● Problem description
Reproduce the material below verbatim, with no alterations, additions, or omissions.

● Record excerpts

================

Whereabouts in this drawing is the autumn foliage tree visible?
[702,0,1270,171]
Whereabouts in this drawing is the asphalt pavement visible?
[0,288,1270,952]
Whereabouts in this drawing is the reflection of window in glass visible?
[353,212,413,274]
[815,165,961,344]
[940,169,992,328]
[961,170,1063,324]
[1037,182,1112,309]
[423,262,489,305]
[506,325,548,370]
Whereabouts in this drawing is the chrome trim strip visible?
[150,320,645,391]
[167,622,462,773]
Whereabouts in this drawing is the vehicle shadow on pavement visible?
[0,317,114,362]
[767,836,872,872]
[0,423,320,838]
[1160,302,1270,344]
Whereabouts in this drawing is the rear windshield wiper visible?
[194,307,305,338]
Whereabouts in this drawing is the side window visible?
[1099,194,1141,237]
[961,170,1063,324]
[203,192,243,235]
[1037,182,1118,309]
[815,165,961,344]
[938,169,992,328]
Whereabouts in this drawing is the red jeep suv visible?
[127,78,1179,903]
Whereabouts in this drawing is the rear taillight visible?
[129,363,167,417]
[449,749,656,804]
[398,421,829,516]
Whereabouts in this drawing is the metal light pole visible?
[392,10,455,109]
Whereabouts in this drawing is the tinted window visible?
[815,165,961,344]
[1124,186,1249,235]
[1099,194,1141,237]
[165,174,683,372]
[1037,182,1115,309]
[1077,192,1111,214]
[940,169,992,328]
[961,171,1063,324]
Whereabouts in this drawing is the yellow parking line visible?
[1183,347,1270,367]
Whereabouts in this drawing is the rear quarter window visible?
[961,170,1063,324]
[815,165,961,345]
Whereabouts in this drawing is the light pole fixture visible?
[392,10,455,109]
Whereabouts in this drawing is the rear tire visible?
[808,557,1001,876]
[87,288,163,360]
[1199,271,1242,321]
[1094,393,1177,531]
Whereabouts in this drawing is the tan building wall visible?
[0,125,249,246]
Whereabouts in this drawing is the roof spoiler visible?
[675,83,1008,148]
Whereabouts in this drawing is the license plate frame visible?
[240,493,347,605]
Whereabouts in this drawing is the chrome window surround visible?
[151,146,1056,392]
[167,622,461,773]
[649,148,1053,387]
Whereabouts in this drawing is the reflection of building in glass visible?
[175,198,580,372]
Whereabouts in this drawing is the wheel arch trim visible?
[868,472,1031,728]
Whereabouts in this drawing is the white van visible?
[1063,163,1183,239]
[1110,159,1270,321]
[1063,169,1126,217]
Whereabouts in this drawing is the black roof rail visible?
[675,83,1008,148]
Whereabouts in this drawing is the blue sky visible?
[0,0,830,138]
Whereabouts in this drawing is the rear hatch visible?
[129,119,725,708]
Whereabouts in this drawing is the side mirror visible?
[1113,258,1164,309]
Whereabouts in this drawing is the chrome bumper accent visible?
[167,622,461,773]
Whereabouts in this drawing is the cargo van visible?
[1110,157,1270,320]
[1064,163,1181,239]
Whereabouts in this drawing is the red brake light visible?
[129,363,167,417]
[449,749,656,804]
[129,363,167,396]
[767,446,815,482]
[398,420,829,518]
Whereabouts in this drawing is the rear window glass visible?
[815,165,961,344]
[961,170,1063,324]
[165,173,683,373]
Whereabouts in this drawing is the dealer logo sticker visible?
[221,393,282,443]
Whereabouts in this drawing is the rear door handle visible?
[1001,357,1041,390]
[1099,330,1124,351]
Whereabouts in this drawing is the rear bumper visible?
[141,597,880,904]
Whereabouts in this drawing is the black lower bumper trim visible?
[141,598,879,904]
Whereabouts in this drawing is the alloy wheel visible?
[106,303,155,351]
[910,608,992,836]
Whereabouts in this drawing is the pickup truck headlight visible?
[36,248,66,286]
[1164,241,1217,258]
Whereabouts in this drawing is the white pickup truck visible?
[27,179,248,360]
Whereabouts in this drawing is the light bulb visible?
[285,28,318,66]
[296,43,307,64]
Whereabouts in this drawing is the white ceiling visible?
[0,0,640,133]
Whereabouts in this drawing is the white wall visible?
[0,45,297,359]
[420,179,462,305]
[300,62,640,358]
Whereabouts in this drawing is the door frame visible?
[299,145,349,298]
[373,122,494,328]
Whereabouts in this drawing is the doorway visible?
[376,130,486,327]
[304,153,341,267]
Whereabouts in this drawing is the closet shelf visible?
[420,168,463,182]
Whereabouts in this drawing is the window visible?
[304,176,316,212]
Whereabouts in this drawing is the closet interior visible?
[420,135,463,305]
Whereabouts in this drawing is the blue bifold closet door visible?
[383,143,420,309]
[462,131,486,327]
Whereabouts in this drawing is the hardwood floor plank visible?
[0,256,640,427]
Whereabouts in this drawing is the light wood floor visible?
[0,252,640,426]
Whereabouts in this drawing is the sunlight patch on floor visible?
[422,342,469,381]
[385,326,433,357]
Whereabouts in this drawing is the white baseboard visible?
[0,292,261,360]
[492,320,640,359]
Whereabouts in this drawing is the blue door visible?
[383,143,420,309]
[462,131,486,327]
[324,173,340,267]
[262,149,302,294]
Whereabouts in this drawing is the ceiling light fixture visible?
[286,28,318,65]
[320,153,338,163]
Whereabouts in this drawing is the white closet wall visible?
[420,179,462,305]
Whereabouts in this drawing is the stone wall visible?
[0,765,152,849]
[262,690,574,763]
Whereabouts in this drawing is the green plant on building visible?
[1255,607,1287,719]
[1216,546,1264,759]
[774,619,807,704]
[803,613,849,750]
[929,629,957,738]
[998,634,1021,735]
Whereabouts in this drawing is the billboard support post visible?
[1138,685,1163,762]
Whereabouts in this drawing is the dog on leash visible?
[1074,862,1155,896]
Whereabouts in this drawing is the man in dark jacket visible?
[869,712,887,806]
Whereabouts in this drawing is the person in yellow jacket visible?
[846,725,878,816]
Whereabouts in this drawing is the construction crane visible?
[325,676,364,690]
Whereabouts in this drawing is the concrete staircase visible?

================

● Solved exercise
Whereabouts in this drawing is the autumn foliage tree visible?
[702,0,1270,171]
Whereabouts in this drawing is the asphalt pavement visible?
[0,288,1270,952]
Whereabouts in this drawing is the reflection of window in glass visible?
[353,212,413,274]
[815,165,961,344]
[940,169,992,328]
[961,170,1063,324]
[1037,182,1112,309]
[423,262,489,305]
[506,325,548,370]
Whereabouts in this drawing is the chrome trim strip visible?
[150,320,645,391]
[167,622,462,773]
Whereabouts in this drawing is the vehicle shadow on pavement visible?
[0,317,114,362]
[767,836,872,872]
[0,423,320,838]
[1160,302,1270,344]
Whereabouts in this drawing is the rear windshield wiper visible?
[194,307,305,338]
Whereabouts in this drawing is the side window visible?
[1099,194,1141,237]
[961,170,1063,324]
[203,192,243,235]
[1037,182,1118,309]
[815,165,961,344]
[938,169,992,328]
Whereabouts in this drawing is the red jeep suv visible?
[127,78,1179,903]
Whereabouts in this drawing is the rear taillight visible?
[129,363,167,417]
[449,749,656,804]
[398,421,829,516]
Whereabouts in this drawing is the metal light pole visible?
[392,10,455,109]
Whereabouts in this drawing is the tinted window visible?
[815,165,961,344]
[1124,186,1249,235]
[1099,194,1141,237]
[165,174,683,372]
[1037,182,1115,309]
[1077,192,1111,214]
[940,169,992,328]
[961,171,1063,324]
Whereabouts in this drawing is the yellow parking line visible?
[1183,347,1270,367]
Whereabouts in this drawing is the rear quarter window visible?
[961,170,1063,324]
[815,165,961,345]
Whereabouts in this drawing is the light pole fixture visible?
[392,10,455,109]
Whereabouts in this drawing is the rear tire visible?
[808,557,1001,876]
[87,288,163,360]
[1199,271,1242,321]
[1094,393,1177,531]
Whereabouts in this drawing is the tan building wall visible?
[0,125,249,246]
Whereabouts in this drawing is the roof spoiler visible?
[675,83,1008,148]
Whereabouts in this drawing is the license plate frame visible?
[240,493,347,605]
Whereabouts in this drawing is the chrome window surround visible?
[151,146,1056,392]
[167,622,461,773]
[649,148,1053,387]
Whereabouts in this drawing is the reflection of building in glass visible?
[175,198,580,372]
Whereabouts in this drawing is the wheel arch trim visible?
[868,472,1031,728]
Whereabouts in this drawing is the white van visible?
[1063,163,1183,239]
[1110,159,1270,321]
[1063,169,1126,217]
Whereabouts in this drawing is the black roof rail visible?
[675,83,1008,148]
Whereabouts in this drawing is the blue sky visible?
[0,0,830,138]
Whereabouts in this drawing is the rear hatch visible?
[129,119,725,708]
Whereabouts in this drawing is the side mirror visible?
[1113,258,1164,309]
Whereabouts in this drawing is the chrome bumper accent visible?
[167,622,461,773]
Whereabouts in this drawing is the cargo van visible?
[1110,157,1270,320]
[1064,163,1181,239]
Whereabouts in this drawing is the red brake light visible?
[129,363,167,417]
[449,749,656,804]
[129,363,167,396]
[767,446,815,482]
[398,420,829,518]
Whereabouts in this drawing is the rear window glass visible?
[815,165,961,344]
[961,170,1063,324]
[165,173,683,373]
Whereabouts in this drawing is the dealer logo sticker visible?
[221,393,282,443]
Whereabouts in this drawing is the rear door handle visible?
[1001,357,1041,390]
[1099,330,1124,351]
Whereabouts in this drawing is the rear bumper visible?
[141,597,880,904]
Whereabouts in this drawing is the black lower bumper trim visible?
[141,598,879,904]
Whereabouts in this drawing is the alloy wheel visible?
[106,303,155,351]
[910,608,992,836]
Whereabouts in this drawing is the pickup truck headlight visible?
[36,248,66,286]
[1164,241,1217,258]
Whereabouts in this drawing is the white pickup truck visible?
[27,179,248,360]
Whereabouts in this drawing is the light bulb visible?
[285,28,318,66]
[296,43,307,64]
Whereabouts in this drawing is the white ceiling visible?
[0,0,640,133]
Whereabouts in this drawing is the white wall visible?
[0,45,297,359]
[420,179,462,305]
[300,62,640,358]
Whereabouts in this drawing is the door frame visible?
[299,145,349,298]
[373,122,494,328]
Whereabouts in this drawing is the doorway visible?
[376,130,486,327]
[304,153,341,267]
Whereabouts in this drawing is the closet shelf visible?
[420,168,463,182]
Whereabouts in this drawing is the window visible?
[304,176,316,212]
Whereabouts in this drawing is the closet interior visible?
[420,135,463,305]
Whereabouts in this drawing is the blue bifold closet door visible?
[383,143,420,309]
[462,131,486,327]
Whereabouts in this drawing is the hardwood floor plank visible?
[0,256,640,427]
Whereabouts in this drawing is the light wood floor visible?
[0,252,640,426]
Whereabouts in this drawing is the sunlight patch on floor visible?
[422,342,469,381]
[385,326,433,357]
Whereabouts in this drawing is the white baseboard visible?
[0,292,261,360]
[492,320,640,359]
Whereabouts in this drawing is the blue door visible?
[383,143,420,309]
[462,131,486,327]
[324,173,340,267]
[262,149,302,294]
Whereabouts in this drawing is the ceiling light fixture visible?
[286,28,318,65]
[320,153,338,163]
Whereabouts in this drawing is the white closet wall visible?
[420,179,462,305]
Whereabouts in this drawing is the stone wall visible?
[0,765,152,849]
[262,690,574,763]
Whereabouts in this drawing is the green plant on building visible?
[1255,607,1287,719]
[1216,546,1264,759]
[774,619,807,704]
[803,613,849,750]
[929,629,957,738]
[998,634,1021,735]
Whereabouts in this drawing is the billboard support post visible?
[1138,685,1163,762]
Whereabouts in this drawing is the dog on leash visible?
[1074,862,1155,896]
Whereabouts in this drawing is the man in dark jacket visible?
[869,712,887,806]
Whereabouts in this drawing is the person in yellow jacket visible?
[846,725,878,816]
Whereabouts in this drawing is the construction crane visible?
[325,676,364,690]
Whereabouts in this drawing is the concrete staircase visible?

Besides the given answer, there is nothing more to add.